• **MATERIAL PROVIDED**
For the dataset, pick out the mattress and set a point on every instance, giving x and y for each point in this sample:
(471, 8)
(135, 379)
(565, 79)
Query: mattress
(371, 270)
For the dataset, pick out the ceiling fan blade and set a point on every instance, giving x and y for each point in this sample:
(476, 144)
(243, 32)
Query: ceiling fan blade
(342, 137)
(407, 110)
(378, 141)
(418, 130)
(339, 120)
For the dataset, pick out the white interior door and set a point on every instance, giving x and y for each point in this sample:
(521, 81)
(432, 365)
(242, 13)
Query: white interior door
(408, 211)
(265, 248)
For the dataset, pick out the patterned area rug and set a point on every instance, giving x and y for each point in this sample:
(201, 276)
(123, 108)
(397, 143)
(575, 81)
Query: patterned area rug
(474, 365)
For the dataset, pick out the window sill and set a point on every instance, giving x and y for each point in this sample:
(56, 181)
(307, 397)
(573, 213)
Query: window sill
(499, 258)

• **SET EXERCISE**
Rewrite the stretch from the line containing "For the dataset, pick out the window" through the end of the entries, changing "window sill" to "windowsill" and keeping everything else the same.

• **ANSWER FOR THIS EXERCISE**
For the dataset, pick out the windowsill and set a point on every instance, giving x and y for each point in this sample:
(56, 181)
(307, 397)
(573, 213)
Query: windowsill
(499, 258)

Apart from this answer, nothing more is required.